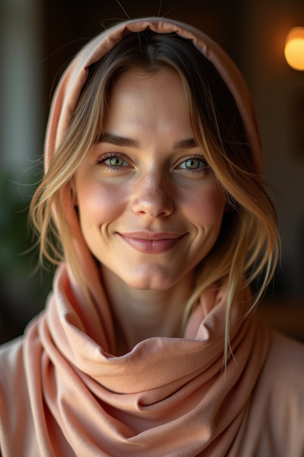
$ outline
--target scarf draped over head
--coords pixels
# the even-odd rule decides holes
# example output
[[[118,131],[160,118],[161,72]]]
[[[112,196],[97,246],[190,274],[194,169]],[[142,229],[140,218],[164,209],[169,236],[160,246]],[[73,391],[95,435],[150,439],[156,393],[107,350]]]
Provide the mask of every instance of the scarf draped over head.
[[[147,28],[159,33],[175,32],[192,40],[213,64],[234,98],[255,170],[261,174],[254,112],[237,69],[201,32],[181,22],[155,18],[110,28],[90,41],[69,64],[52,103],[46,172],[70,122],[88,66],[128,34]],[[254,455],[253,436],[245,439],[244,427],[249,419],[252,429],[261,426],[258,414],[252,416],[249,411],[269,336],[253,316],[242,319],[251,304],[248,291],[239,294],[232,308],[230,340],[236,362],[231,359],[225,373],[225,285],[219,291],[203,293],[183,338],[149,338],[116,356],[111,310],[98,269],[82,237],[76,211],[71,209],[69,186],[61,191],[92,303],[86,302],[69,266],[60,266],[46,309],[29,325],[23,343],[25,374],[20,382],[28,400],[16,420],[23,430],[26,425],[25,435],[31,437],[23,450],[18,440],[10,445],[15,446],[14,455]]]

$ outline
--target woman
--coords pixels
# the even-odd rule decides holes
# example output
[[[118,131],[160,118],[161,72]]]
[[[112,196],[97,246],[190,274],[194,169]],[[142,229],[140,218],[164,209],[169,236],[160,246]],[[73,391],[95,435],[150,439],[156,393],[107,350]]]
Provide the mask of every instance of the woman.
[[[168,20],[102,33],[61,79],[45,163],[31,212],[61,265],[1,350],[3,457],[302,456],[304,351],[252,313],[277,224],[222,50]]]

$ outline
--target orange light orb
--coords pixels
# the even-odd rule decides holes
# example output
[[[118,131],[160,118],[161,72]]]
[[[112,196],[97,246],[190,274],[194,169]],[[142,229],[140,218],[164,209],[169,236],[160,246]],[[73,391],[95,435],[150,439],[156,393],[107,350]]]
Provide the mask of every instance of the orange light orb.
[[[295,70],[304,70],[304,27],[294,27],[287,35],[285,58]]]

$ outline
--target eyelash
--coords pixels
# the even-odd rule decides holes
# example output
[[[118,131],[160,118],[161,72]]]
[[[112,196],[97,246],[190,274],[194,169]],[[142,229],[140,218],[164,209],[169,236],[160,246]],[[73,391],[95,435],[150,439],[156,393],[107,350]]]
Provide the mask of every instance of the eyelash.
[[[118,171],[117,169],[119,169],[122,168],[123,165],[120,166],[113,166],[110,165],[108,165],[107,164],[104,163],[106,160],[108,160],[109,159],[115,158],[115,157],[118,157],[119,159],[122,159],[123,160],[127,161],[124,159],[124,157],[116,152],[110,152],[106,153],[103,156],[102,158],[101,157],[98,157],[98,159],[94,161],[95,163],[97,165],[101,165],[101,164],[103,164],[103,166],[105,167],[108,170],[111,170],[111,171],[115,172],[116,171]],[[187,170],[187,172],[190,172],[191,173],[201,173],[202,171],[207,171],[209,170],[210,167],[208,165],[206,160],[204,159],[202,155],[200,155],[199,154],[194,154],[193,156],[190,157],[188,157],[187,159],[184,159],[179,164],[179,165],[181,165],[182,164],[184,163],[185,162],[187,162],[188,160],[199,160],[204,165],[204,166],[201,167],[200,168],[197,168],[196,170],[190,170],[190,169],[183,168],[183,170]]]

**********

* AIM OF THE EXERCISE
Quote everything in the listing above exactly; pictures are the only thing to omit.

* SOLUTION TO THIS TASK
$ outline
--target scarf draped over head
--coords pixels
# the even-odd rule decides holes
# example output
[[[118,131],[160,118],[161,72]]]
[[[112,196],[97,246],[190,274],[194,169]],[[142,229],[140,218],[164,209],[169,236],[160,246]],[[73,391],[95,435],[150,439],[156,393],[107,350]]]
Provide the mask of every instance of the scarf draped over head.
[[[147,28],[159,33],[175,32],[192,40],[213,64],[234,98],[255,170],[261,174],[254,112],[237,69],[201,32],[181,22],[155,18],[110,28],[90,41],[69,64],[52,103],[46,172],[70,122],[88,66],[128,34]],[[254,455],[253,436],[245,439],[244,427],[249,419],[252,429],[261,426],[258,414],[252,416],[249,411],[269,336],[253,316],[242,319],[251,304],[248,291],[239,294],[232,308],[230,340],[236,362],[231,359],[225,373],[225,285],[219,291],[203,293],[183,338],[149,338],[116,356],[111,310],[98,269],[82,237],[76,211],[71,209],[69,186],[61,191],[92,303],[86,302],[69,266],[60,266],[46,309],[29,325],[23,343],[25,374],[20,382],[28,400],[16,420],[23,430],[26,425],[25,435],[31,437],[23,450],[18,440],[10,445],[15,446],[14,455]]]

$ outline
--target woman
--coords pixels
# the even-odd rule decides holes
# example output
[[[118,131],[160,118],[161,72]]]
[[[112,196],[97,246],[190,274],[194,169]],[[142,229],[140,218],[164,209],[169,236],[160,246]],[[73,391],[95,435],[150,439],[156,393],[107,350]]]
Provide the mask of every instance of the woman.
[[[168,20],[102,33],[61,79],[45,163],[31,212],[61,265],[1,350],[3,457],[302,456],[304,351],[252,313],[277,224],[222,50]]]

$ outline
--target orange light orb
--coords pixels
# the even-odd rule decides holes
# example output
[[[118,131],[160,118],[161,72]]]
[[[112,196],[97,246],[190,274],[194,169]],[[142,229],[140,218],[164,209],[169,236],[160,246]],[[73,391],[95,435],[150,439],[156,393],[107,350]]]
Provide the mask of every instance of the orange light orb.
[[[295,70],[304,70],[304,27],[294,27],[287,35],[285,58]]]

$ outline
--target eyelash
--coords pixels
# the even-odd rule decides holes
# example output
[[[118,131],[160,118],[161,72]]]
[[[112,196],[97,246],[190,274],[194,169]],[[142,229],[140,218],[164,209],[169,236],[160,246]],[[73,391],[95,435],[150,439],[156,393],[107,350]]]
Provide the mask of every instance of the eyelash.
[[[118,171],[117,169],[119,169],[122,168],[123,165],[120,166],[113,166],[110,165],[108,165],[107,164],[104,163],[106,160],[108,160],[109,159],[115,158],[115,157],[118,157],[119,159],[122,159],[123,160],[127,161],[124,159],[124,157],[116,152],[110,152],[106,153],[103,156],[102,158],[101,157],[98,157],[98,159],[94,161],[95,163],[97,165],[101,165],[101,164],[103,164],[103,166],[105,167],[108,170],[111,170],[111,171],[115,172],[116,171]],[[187,170],[187,172],[190,172],[191,173],[201,173],[202,171],[207,171],[209,170],[210,167],[208,165],[206,160],[204,159],[202,155],[200,155],[199,154],[194,154],[193,156],[190,157],[188,157],[187,159],[184,159],[179,164],[179,165],[181,165],[182,164],[184,163],[185,162],[187,162],[188,160],[199,160],[204,165],[204,166],[201,167],[200,168],[197,168],[196,170],[190,170],[190,169],[183,168],[183,170]]]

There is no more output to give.